:: TEKST ŹRÓDŁOWY ::

Kampania prezydencka się rozkręca
2025-02-09 09:10:11(ost. akt: 2025-02-09 09:42:20)
Doprowadzenie do obniżenia cen energii elektrycznej o 33 proc. w ciągu 100 dni od objęcia urzędu prezydenta - zapowiedział w sobotę kandydat na prezydenta, popierany przez PiS Karol Nawrocki podczas spotkania z wyborcami w Augustowie. (podlaskie).
Karol Nawrocki w ostatnich dniach odwiedził Suwałki, Gołdap i Augustów. W Suwałkach dyskusję z Karolem Nawrockim rozpoczął jeden z uczestników spotkania. Mężczyzna został dopuszczony do głosu. Dopytywał Nawrockiego kwestie bezpieczeństwa i presję na granicę polsko-białoruską.
Nawrocki wskazywał, że część polityków zachowywała się "w sposób niegodny", co mogło wpłynąć na stan sytuacji na granicy. Zapytany o to, dlaczego polski sprzęt wojskowy został wysłany do Ukrainy, odpowiadał, że zwycięstwo Kijowa nad Moskwą jest w polskim interesie geopolitycznym. Odniósł się również do ekshumacji ofiar rzezi wołyńskiej.

:::

ZADANIA
[1] O ile procent Karol Nawrocki zapowiedział obniżyć ceny energii elektrycznej według tekstu o kampanii prezydenckiej?
[2] Streść krócej akapit tekstu o kampanii prezydenckiej zaczynający się od słów „Karol Nawrocki w ostatnich dniach odwiedził”, zachowując jego główne fakty.
[3] Poprowadź dalej tekst o kampanii prezydenckiej, zaczynając po jego ostatnim zdaniu.

:: MATERIAŁ ::

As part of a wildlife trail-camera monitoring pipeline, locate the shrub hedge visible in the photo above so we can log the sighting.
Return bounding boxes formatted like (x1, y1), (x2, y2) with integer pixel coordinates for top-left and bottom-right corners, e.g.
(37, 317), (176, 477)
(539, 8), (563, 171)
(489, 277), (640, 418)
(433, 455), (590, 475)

:::

WYNIKI ZADAŃ
[1] O 33 proc., w ciągu 100 dni od objęcia urzędu prezydenta.

[2] Karol Nawrocki odwiedził ostatnio Suwałki, Gołdap i Augustów. W Suwałkach jeden z uczestników spotkania otrzymał głos i pytał go o bezpieczeństwo oraz o presję na granicę polsko-białoruską.

[3]
"My pomagamy, my wspieramy, natomiast to, co robi prezydent Ukrainy wobec Polski, jest nieprzyzwoite - stwierdził.
Chaos w sądownictwie
W Gołdapi Nawrocki mówił o sytuacji w wymiarze sprawiedliwości. Wskazał, że obecnie w w tym zakresie panuje "największy chaos" i zapowiedział "uporządkowanie go od pierwszych dni urzędowania". Stwierdził, że "być może będzie tu potrzebny głos obywateli w referendum".
"Tylko obywatelski, bezpartyjny kandydat może doprowadzić do tego, aby bez tych głębokich emocji, które mają miejsce od wielu lat, powiedzieć głosem obywateli: my dalej nie chcemy żyć w takim chaosie wymiaru sprawiedliwości. Być może będzie do tego potrzebny głos obywateli, w referendum, by powiedzieli, jak my jako naród, jako społeczeństwo, ten wymiar sprawiedliwości sobie wyobrażamy" - powiedział w sobotę po południu na spotkaniu z mieszkańcami Gołdapi popierany przez PiS kandydat na prezydenta Karol Nawrocki. Nie doprecyzował, czego konkretnie miałoby dotyczyć referendum, ani nie wymienił jego potencjalnych pytań.
Nowa obietnica
Zapowiedział też, że będzie budował koalicję krajów domagających się odrzucenia Zielonego Ładu.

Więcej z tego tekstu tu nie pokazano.